--- BEGIN PROVIDED PASSAGE ---

The action of ${\hat J}^{\mu}(0)$ in $H$ can be defined as
\begin{equation}
{\hat J}^{\mu}(0)\varphi (G)=2\int\nolimits {\hat M}^{3/2}{\hat J}^{\mu}
(G,G'){\hat M}^{3/2}\varphi (G')d\rho({\bf G}_{\bot}',G^{'+})
\label{38}
\end{equation}
where the kernel ${\hat J}^{\mu}(G,G')$ is an operator in $H_{int}$
for any fixed values of $G$ and $G'$.

 We use $\beta(G,G')$ to denote $\beta((G+G')/|G+G'|)\in$SL(2,C)
and $L(G,G')$ to denote $L[\beta(G,G')]$.

--- END PROVIDED PASSAGE ---
--- BEGIN SUPPLIED MATERIAL ---

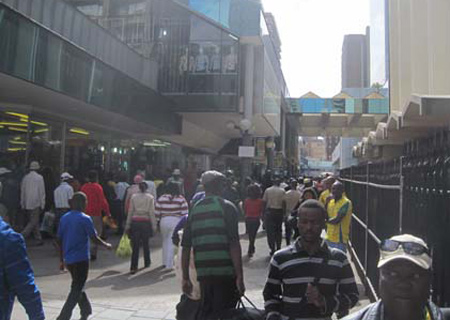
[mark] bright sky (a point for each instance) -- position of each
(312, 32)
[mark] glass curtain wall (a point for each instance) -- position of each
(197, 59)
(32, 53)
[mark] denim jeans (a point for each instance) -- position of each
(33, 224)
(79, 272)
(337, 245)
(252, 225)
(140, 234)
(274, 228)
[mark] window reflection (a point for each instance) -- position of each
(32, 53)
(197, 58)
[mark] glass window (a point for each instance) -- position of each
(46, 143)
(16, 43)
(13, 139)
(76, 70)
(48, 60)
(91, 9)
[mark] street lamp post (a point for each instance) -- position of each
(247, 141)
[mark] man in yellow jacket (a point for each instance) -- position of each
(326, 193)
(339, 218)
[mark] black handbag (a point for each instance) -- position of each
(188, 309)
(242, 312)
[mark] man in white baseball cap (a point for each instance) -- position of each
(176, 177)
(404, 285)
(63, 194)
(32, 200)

--- END SUPPLIED MATERIAL ---
--- BEGIN SUPPLIED MATERIAL ---

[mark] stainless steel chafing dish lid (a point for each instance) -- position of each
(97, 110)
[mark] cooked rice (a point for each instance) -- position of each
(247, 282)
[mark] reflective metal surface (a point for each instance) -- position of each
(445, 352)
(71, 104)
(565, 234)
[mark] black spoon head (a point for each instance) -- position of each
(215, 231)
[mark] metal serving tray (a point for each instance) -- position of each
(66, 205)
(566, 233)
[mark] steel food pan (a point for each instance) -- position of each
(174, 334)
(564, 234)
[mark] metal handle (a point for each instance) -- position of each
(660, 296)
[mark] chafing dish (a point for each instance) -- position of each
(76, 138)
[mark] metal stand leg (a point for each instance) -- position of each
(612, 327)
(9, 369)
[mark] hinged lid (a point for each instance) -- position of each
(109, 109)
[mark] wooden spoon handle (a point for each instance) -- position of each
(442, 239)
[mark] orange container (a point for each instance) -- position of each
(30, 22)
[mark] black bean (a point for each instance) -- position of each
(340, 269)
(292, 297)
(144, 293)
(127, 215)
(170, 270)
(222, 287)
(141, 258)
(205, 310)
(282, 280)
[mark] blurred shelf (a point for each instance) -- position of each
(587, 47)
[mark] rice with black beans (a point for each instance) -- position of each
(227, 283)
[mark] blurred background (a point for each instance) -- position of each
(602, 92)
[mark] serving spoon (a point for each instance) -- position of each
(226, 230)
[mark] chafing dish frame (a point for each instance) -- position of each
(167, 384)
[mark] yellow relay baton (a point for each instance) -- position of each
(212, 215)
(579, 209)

--- END SUPPLIED MATERIAL ---

STATED PROBLEM A: In the current-operator passage, what kind of object is the kernel ${\hat J}^{\mu}(G,G')$ for any fixed values of $G$ and $G'$?
STATED PROBLEM B: Continue the current-operator passage after its final sentence.

EXPECTED ANSWER A: It is an operator in $H_{int}$.

EXPECTED ANSWER B:
We also introduce the 4-vectors
\begin{equation}
f=L(G,G')^{-1}G, \qquad f'=L(G,G')^{-1}G'
\label{39}
\end{equation}
These 4-vectors are constructed as the c.m. frame 4-velocities of two
particles with unit masses and the 4-velocities $G$ and $G'$
(compare with Eq. (\ref{6})). Let us note that this is only a formal
construction since $G$ and $G'$ in Eq. (\ref{39}) have the sense of the
4-velocities of {\it one and the same} system in the final and
initial states. Nevertheless, as follows from Eq. (\ref{39}), the
4-vectors $f$ and $f'$ are such that
\begin{equation}
f^2=f'^2=1,\qquad {\bf f}+{\bf f}'=0,\qquad f^0=f'^0=(1+{\bf f}^2)^{1/2}
\label{40}
\end{equation}
Therefore the 4-vectors $f$ and $f'$ are fully determined by the spatial
part ${\bf f}$ of the 4-vector $f$.

  It can be shown (see Ref. \cite{lev}) that as follows from
Lorentz invariance
\begin{equation}
{\hat J}^{\mu}(G,G')=L(G,G')^{\mu}_{\nu}{\hat j}^{\nu}({\bf f})
\label{41}
\end{equation}
where we use ${\hat j}^{\nu}({\bf f})$ to denote ${\hat J}^{\nu}(f,f')$.
We see that the kernel of the operator ${\hat J}^{\mu}$ is fully
determined by an operator the action of which in $H_{int}$ depends only
on ${\bf f}$.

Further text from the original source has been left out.